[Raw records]
* Begin *
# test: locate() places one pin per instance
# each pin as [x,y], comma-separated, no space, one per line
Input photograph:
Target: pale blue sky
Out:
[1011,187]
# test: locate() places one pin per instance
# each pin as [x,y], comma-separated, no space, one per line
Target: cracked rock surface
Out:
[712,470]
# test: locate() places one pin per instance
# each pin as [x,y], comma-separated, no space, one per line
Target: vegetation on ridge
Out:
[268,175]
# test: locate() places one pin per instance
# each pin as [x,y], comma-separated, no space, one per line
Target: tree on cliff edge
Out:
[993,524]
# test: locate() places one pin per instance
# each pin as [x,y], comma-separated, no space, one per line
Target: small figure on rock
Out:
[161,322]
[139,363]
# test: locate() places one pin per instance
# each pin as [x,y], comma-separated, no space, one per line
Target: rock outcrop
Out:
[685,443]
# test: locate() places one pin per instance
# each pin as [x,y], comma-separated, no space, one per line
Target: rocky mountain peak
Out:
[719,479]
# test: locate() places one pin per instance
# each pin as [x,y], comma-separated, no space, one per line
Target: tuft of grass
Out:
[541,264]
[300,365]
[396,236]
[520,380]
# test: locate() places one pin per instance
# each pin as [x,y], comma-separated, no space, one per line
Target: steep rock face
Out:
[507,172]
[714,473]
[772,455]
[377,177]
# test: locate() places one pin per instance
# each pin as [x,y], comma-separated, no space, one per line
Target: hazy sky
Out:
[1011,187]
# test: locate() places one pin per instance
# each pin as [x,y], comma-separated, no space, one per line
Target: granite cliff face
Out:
* End *
#### TASK
Each record above should be returned exactly as it appears.

#### COMPLETE ANSWER
# test: locate() places one pin per instance
# each pin as [x,y], comma-separated, no space, one per line
Input photograph:
Target: pale blue sky
Out:
[1011,187]
# test: locate() places one pin per instance
# each pin as [x,y], comma-separated, no space, one per line
Target: cracked rock surface
Out:
[712,470]
# test: locate() places one pin per instance
# each pin as [x,y], comma-separated, no space, one per line
Target: vegetation on ridge
Out:
[268,175]
# test: locate() places one pin per instance
# each pin as [x,y], comma-separated, no space, one per line
Target: tree on cliff edge
Out:
[993,524]
# test: locate() places one pin per instance
# each pin as [x,y], comma-separated, no space, one per line
Target: small figure on rock
Out:
[161,322]
[139,363]
# test: locate() places one pin per instance
# each pin as [x,y], comma-separated, no space, one per line
Target: rock outcrop
Out:
[685,443]
# test: locate() places one pin per instance
# each pin as [x,y], comma-separated, no space, one per line
Target: rocky mountain peak
Out:
[719,479]
# test: locate() places one pin per instance
# each pin as [x,y], comma-separated, no space, one per line
Target: tuft of grass
Out:
[541,264]
[300,365]
[396,236]
[520,380]
# test: locate() places one pin per instance
# each pin as [x,y], comma-separated, no space, one per line
Target: steep rock face
Out:
[507,172]
[714,473]
[772,455]
[377,177]
# test: locate() places one pin per instance
# each pin as [x,y], comma-separated, no space, one per line
Target: hazy sky
Out:
[1011,187]
# test: locate() places one pin per instance
# each pin as [x,y], comma-separated, no space, one per line
Target: granite cliff face
Out:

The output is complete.